__What this task involves__: Reproduce the items word for word, starting at the line that contains "Query: rolled-up sleeve" and ending at the last line of the items.

========================

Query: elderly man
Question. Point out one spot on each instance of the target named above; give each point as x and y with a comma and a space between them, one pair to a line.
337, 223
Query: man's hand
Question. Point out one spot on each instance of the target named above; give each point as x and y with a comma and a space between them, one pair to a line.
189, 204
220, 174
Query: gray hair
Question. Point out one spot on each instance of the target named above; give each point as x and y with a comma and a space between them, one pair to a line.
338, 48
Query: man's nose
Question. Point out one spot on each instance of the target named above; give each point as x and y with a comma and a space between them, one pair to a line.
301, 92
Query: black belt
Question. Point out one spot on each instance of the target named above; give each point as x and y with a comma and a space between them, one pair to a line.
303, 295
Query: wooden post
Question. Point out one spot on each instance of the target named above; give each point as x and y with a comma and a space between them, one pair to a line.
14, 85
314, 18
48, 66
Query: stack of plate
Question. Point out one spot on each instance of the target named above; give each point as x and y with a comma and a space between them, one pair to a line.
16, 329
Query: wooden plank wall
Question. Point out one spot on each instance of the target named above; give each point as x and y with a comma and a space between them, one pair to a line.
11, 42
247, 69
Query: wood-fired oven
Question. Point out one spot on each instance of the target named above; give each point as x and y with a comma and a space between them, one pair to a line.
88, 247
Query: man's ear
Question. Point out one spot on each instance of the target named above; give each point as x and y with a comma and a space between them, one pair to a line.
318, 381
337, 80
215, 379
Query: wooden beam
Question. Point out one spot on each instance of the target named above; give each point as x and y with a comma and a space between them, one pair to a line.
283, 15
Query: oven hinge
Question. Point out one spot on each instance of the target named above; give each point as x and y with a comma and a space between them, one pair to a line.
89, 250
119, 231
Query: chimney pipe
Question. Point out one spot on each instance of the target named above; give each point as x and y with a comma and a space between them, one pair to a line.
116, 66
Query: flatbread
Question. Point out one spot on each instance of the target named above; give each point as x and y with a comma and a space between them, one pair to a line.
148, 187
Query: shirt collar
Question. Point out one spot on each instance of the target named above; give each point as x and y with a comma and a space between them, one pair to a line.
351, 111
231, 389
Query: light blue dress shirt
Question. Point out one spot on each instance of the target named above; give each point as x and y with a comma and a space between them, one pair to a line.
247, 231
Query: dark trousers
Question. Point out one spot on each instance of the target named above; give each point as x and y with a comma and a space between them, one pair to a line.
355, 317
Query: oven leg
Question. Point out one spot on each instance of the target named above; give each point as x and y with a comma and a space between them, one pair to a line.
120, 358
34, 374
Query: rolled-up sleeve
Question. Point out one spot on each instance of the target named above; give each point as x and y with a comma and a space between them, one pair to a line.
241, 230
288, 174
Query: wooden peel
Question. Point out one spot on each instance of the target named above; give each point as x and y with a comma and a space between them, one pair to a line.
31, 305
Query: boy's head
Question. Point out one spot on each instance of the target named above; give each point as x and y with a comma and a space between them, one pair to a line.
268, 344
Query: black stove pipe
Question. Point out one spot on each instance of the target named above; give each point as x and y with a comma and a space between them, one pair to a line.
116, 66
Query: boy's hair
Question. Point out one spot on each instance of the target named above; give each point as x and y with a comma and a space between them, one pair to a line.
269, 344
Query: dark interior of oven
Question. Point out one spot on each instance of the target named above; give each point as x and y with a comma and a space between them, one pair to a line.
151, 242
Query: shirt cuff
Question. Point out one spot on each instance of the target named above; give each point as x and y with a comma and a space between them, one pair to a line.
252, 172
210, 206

========================

__Answer to this task__:
Query: rolled-up sleeve
Question. Point out one spot on each instance of the target named above; give each point as x and y with a comma and a space between them, one pair to a line.
241, 230
288, 174
Query: wooden peel
Question. Point out one spot on each instance of the target named above; give each point as x and y with a comma and a space between them, one pair to a line.
31, 305
Query: boy's head
Question. Point out one spot on each instance of the target named above; give each point as x and y with a comma and a space between them, one pair to a line.
268, 344
Query: black stove pipe
Question. Point out one spot on each instance of the target named above; give each point as x and y with a comma and a space between them, one pair to a line.
116, 66
Query: boy's hair
Question. Point out one spot on each instance of the target named above; give each point as x and y with a comma and a space between them, one pair to a line.
269, 344
Query: dark interior of oven
Question. Point out one spot on each instance of the target named above; give each point as x and y with a comma and a space between them, one pair to a line.
151, 242
Query: shirt cuff
Question. Point out one spot on each instance of the target named above; give each point as x and y with a comma and a space between them, one pair to a line.
252, 172
210, 206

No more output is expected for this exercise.